EXERCISE AIM — Please swap "drop a point on" for "place a marker on" in the records from the line holding "In this exercise you will find the dashed" through the line holding "In this exercise you will find the drainage", both included, and give back only those lines with nothing else altered.

INPUT DATA —
···
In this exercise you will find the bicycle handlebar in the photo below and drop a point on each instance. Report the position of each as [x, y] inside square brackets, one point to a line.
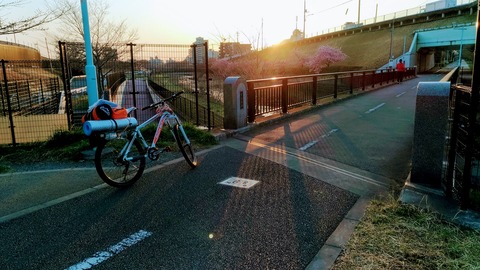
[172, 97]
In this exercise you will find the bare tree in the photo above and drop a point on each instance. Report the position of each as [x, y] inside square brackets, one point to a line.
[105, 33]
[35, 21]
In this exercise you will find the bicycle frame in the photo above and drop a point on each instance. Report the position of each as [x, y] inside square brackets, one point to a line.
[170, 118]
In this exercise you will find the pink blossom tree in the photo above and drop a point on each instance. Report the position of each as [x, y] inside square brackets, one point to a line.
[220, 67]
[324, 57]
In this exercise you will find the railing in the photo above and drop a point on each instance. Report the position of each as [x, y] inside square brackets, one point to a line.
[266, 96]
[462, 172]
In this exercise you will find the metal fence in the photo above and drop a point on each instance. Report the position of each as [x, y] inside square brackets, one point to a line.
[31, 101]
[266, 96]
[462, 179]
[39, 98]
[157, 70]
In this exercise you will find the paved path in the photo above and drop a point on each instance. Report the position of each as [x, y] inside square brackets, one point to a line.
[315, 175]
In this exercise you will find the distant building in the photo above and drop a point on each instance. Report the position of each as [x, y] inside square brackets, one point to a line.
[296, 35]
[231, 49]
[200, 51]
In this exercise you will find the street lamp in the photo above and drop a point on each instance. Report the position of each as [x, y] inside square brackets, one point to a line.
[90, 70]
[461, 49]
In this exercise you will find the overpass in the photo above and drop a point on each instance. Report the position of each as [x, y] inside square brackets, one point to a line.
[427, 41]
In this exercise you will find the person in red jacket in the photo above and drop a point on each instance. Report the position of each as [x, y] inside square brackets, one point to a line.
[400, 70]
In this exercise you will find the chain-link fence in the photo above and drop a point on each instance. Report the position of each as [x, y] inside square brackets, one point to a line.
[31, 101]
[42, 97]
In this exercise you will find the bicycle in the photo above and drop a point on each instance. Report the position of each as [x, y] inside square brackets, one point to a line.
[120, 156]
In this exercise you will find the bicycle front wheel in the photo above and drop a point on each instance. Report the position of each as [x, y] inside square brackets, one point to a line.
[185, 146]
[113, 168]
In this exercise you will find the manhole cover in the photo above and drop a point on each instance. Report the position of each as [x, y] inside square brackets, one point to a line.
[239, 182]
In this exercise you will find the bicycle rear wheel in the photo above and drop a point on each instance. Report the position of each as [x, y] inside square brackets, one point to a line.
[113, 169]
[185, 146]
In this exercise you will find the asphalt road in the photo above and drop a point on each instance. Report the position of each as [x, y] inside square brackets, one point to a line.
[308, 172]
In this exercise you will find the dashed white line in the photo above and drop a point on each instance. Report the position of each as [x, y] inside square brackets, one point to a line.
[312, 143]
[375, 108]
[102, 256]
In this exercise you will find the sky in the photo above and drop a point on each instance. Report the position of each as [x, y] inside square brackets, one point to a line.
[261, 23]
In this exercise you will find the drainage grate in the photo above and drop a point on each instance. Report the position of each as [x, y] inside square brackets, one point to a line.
···
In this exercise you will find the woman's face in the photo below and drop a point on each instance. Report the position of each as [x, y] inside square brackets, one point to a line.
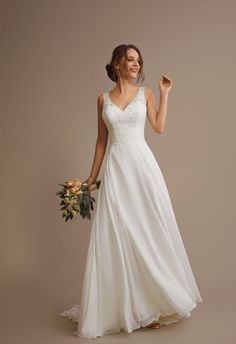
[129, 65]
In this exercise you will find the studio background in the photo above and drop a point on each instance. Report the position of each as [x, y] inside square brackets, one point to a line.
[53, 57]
···
WORKED ANSWER —
In this exercise you will find the dashed white line in the photo above and place a marker on each instance. Report the position of each as [x, y] inside square brackets, one point to a line.
[312, 143]
[375, 108]
[102, 256]
In this exercise you will find the sky in the photo above and place a marker on each instance. Report the position of each as [x, y] inside square brackets, one point to a line.
[261, 23]
In this exercise you will find the drainage grate in the photo above and place a marker on each instance. Report the position of each as [x, y] inside square brackets, one point to a line.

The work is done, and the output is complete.